Rewrite the items from the start through the line containing "[[51, 26, 76, 265], [52, 223, 65, 265]]", replacing "paved path" with "gravel path" and keeping everything else unchanged.

### DATA

****

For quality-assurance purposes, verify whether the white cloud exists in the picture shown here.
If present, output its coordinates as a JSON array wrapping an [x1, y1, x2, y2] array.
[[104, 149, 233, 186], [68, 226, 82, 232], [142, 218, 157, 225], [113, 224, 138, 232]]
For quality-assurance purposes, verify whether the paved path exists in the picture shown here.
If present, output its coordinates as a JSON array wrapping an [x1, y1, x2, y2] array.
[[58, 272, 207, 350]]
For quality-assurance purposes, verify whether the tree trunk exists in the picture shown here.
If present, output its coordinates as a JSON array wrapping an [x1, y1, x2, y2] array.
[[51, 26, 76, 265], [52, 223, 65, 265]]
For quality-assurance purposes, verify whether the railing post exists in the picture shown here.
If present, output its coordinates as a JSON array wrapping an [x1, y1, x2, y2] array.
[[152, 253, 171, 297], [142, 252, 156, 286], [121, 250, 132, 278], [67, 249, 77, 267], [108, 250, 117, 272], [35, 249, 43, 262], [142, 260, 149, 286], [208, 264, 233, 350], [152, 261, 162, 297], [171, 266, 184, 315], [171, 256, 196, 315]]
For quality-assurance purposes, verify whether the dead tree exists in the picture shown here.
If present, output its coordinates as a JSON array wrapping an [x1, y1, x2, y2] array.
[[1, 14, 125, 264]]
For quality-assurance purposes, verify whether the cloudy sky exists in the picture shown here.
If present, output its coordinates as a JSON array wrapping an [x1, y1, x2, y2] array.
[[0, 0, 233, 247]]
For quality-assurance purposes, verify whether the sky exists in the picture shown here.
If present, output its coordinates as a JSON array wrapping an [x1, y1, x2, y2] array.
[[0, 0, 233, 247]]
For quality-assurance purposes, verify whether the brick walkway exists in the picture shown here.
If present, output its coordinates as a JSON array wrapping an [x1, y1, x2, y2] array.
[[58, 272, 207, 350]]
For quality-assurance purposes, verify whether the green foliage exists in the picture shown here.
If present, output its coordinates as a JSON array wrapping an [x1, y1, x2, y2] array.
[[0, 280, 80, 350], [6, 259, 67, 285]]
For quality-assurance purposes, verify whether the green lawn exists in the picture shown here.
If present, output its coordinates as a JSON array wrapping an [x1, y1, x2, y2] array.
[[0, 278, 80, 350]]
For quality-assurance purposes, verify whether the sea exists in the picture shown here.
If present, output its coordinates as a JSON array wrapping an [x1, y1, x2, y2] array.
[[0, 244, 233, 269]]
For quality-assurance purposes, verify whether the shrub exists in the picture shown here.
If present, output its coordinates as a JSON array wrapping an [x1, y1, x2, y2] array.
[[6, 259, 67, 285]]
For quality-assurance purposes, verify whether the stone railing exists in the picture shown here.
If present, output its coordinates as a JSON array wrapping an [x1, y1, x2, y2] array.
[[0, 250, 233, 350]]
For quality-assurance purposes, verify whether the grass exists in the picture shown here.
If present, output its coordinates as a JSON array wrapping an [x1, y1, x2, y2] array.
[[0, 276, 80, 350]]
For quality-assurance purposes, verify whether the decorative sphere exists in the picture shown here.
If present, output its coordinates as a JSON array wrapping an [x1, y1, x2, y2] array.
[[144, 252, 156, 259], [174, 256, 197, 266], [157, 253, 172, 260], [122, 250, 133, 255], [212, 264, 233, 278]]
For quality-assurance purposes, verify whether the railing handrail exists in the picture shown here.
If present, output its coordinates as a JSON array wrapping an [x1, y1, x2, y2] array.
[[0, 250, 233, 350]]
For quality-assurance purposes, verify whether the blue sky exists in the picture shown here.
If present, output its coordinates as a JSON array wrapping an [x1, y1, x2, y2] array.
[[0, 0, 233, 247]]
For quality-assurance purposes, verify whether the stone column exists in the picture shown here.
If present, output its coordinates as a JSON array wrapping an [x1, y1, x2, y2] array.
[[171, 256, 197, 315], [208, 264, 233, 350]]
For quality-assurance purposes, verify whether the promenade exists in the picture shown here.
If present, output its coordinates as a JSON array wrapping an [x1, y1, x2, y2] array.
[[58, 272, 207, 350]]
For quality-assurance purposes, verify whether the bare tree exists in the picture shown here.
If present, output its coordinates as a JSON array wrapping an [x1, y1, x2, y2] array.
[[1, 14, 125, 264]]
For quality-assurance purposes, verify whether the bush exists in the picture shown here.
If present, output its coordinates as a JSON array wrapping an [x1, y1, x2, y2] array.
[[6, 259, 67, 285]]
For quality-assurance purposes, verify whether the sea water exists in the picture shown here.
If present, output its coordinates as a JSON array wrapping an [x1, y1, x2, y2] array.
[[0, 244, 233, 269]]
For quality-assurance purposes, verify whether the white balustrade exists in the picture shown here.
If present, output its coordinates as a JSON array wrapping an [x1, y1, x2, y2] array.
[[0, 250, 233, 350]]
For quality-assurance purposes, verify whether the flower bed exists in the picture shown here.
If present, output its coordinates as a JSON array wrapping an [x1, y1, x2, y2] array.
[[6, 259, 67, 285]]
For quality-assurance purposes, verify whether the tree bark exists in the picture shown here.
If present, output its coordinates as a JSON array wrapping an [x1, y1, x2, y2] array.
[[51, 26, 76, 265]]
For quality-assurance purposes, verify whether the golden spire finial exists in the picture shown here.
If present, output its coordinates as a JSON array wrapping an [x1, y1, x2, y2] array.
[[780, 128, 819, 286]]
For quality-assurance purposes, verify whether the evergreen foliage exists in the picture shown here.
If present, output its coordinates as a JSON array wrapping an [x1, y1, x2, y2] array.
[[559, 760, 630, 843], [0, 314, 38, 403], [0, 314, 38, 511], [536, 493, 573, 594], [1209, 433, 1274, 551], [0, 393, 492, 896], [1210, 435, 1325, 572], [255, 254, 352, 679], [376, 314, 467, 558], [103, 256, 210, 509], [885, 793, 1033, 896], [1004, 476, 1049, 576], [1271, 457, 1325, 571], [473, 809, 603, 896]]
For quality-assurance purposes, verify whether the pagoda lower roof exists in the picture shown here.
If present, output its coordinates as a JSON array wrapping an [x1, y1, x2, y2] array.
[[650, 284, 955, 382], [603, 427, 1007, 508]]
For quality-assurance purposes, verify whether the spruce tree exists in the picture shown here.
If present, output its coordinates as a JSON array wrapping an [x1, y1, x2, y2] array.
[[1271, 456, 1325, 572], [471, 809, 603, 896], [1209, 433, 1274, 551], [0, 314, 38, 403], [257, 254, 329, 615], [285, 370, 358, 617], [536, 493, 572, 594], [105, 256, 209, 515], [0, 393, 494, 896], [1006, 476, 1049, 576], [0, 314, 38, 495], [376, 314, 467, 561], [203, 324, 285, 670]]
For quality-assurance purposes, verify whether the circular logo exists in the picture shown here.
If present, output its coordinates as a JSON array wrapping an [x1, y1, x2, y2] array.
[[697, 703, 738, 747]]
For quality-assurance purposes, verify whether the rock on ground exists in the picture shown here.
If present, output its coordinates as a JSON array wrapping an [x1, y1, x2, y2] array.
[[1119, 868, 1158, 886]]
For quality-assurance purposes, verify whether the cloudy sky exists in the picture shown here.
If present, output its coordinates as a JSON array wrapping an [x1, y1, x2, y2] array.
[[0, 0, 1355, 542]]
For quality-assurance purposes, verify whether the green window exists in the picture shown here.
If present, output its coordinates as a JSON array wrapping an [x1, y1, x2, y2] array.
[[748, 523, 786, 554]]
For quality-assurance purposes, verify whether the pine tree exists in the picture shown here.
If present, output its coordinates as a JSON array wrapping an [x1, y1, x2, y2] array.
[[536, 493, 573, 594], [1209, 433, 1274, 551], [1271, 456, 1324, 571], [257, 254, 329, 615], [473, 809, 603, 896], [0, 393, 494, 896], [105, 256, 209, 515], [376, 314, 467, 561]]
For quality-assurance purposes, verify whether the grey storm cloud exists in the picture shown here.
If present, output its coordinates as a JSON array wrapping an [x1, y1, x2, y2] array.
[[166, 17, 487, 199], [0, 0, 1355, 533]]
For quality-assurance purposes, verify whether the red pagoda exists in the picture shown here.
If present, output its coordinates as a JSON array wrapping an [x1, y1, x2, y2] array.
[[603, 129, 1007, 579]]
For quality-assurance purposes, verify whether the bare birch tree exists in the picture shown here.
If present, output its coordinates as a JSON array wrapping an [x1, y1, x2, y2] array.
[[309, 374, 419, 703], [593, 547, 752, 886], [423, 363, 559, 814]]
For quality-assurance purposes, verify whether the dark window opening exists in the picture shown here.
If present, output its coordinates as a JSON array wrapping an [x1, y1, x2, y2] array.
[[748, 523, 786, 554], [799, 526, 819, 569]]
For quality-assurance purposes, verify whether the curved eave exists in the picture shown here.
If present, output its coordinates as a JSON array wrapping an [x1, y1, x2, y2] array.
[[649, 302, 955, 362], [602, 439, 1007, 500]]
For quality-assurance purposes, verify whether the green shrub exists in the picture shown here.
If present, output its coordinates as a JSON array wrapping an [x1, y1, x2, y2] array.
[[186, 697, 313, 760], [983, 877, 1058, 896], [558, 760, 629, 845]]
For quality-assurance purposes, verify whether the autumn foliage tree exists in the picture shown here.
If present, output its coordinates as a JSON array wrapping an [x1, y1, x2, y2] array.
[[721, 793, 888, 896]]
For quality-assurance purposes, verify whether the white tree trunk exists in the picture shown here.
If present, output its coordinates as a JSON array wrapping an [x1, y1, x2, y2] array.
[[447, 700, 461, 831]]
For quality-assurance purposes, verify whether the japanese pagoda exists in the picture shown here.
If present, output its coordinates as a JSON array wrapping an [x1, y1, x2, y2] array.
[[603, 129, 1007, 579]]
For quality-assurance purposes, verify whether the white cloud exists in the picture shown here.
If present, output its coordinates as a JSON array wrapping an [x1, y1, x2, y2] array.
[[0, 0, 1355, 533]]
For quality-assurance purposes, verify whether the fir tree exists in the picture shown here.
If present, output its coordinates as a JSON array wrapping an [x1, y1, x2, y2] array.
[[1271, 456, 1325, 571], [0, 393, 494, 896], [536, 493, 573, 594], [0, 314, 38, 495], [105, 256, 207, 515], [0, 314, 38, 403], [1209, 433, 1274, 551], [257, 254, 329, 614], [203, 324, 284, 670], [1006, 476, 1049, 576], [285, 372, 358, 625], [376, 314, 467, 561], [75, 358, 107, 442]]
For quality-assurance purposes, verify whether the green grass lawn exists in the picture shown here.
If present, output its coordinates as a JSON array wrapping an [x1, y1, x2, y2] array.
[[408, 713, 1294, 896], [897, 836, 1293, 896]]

****

### EXERCISE RESULT
For quality-assurance purposes, verify whether the white cloud exists in the picture shown here.
If present, output its coordinates as a JSON array wrapping an [x1, y1, x2, y2] array.
[[104, 149, 233, 186], [68, 226, 82, 232], [142, 218, 157, 225], [113, 224, 138, 232]]
For quality-assurance purposes, verify whether the gravel path exists in the picture shown here.
If present, output its coordinates as a JSON array wrapping an [x1, y1, x2, y2] array.
[[58, 272, 207, 350]]
For quality-assurance purposes, verify whether the tree trunk exists in the picture shown here.
If present, output its coordinates as a JSON array wrapping an [x1, y1, x2, y2] array.
[[51, 26, 76, 265], [52, 223, 65, 265]]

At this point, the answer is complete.